++++ PASSAGE PROVIDED

Here, I was essentially asking Gemini to channel its inner friendly neighbor. I made sure to include emoji in the examples and explicitly asked for them in the final translation. The results were exactly what I was hoping for. Much more casual and fun!

Want to dig a hole? 🕳️ Here's the deal:

1. **The Agreement:** This is a contract. By digging with us, you agree to these rules. 🤝
2. **What We Do:** We provide a place for you to dig holes for fun and stress relief!  We offer a free trial dig, then monthly subscriptions.  You can also rent a shovel. 🥄
3. **Subscriptions & Payment:** Subscriptions are for a minimum of one month.  We'll tell you the price on our website or at our facility.  You can cancel anytime, but you still have to pay for the current month.  No refunds for partial months. 🗓️💰
4. **Shovel Rental:**  You can rent a shovel 🥄 for an extra fee.  Please return it in good condition (normal wear and tear is okay).  We might charge you if you break or lose it.
...

++++++++
++++ DATA TO EXAMINE

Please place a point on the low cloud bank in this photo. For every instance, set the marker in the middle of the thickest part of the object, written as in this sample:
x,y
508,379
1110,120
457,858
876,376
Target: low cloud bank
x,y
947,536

++++++++

■ HOW TO COMPLETE THIS TASK ■
Write out the passage about the casual hole-digging rules word for word, from "Here, I was" to "casual and fun!".

■ ANSWER SPACE ■
Here, I was essentially asking Gemini to channel its inner friendly neighbor. I made sure to include emoji in the examples and explicitly asked for them in the final translation. The results were exactly what I was hoping for. Much more casual and fun!